Texte source ▸
((
Dans Petites mythologies marocaines (éditions La Croisée des Chemins), l’ancien journaliste et chroniqueur Najib Refaif s’amuse des transformations sociales d’un Maroc moderne, où tradition et modernité se confondent constamment.
Il en ressort ce que le chroniqueur qualifie de nouveaux “mythes urbains”, qui caractérisent la société dans laquelle nous évoluons.
D’un œil tendre et amusé, il les restitue dans une série de micro-récits, s’apparentant à l’exercice maîtrisé de la chronique.
Sous un nouveau jour, l’auteur revisite les rites qui encadrent nos traditions sociales, tels que le Ramadan, la circoncision ou encore l’Aïd El Adha, et s’interroge sur les couches de modernité qui y ont été ajoutées.
Lorsqu’on évoque des mythes, on imagine plutôt des légendes ancestrales. Pourtant, dans votre récit, ce mot s’applique à des choses presque invisibles de notre quotidien, telles que les selfies ou encore la darija. Quel est le sens de ces “mythes” que vous proposez d’explorer ?
Effectivement, la définition classique du mythe évoque des récits légendaires, qui ont plus ou moins été répertoriés, et qui se sont transmis au fil des générations. Dans ce livre, il faut comprendre le mythe dans le sens du récit et de la croyance.
))
Données enregistrées ▸
((
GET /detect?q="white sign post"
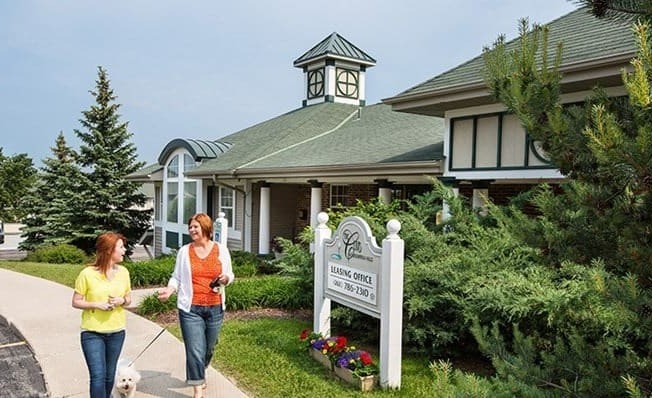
))
Consigne ▸ Poursuivez l'entretien sur Petites mythologies marocaines à partir de sa dernière phrase. Les lignes enregistrées n'ont aucun lien avec l'entretien sur Petites mythologies marocaines.

Réponse ▸
Le mythe urbain serait une manifestation sociale pas tout à fait spontanée, résultant plutôt d’une construction, qu’elle soit commerciale ou publicitaire, par exemple. En écrivant ce livre, j’ai donc voulu observer ces petites choses quotidiennes, ces petits “riens” qui sont arrivés sans que l’on s’en rende vraiment compte, et décrire la place qu’ils avaient progressivement pris dans notre société, en raison de l’importance sociale qui leur a été octroyée.
Le plus intéressant, c’est que ces petits “riens”, particulièrement modernes, sont eux-mêmes issus de traditions très anciennes, provenant même de la religion. Le mythe moderne du “halal”, par exemple : il s’agit d’observer comment nous en sommes venus aujourd’hui à l’invention et la commercialisation du “saucisson halal”. C’est voir comment le mythe moderne se télescope avec la tradition, donnant lieu aux petites choses qui font la société d’aujourd’hui.
N’est-ce pas le travail d’un sociologue d’observer de telles évolutions ?
Le rôle du sociologue, que je ne suis pas, serait d’analyser. En tant que chroniqueur, j’ai la liberté d’observer et de m’amuser du temps qui passe, en le décrivant dans ces récits, qui se retrouvent finalement à l’intersection de la chronique et du journal.
Je pars du principe que ces petits riens en disent parfois plus sur nous que les grands événements qui font les gros titres de la presse.
Là où le journaliste se doit de relater et d’expliquer des faits saillants, le chroniqueur peut se permettre de tout simplement raconter, d’après son propre point de vue. Et c’est aussi avec cette subjectivité assumée que j’ai voulu raconter ces Petites mythologies marocaines.
Dans ce livre, vous interrogez notamment la relation entre mythe et tradition. Lequel a donné naissance à l’autre ?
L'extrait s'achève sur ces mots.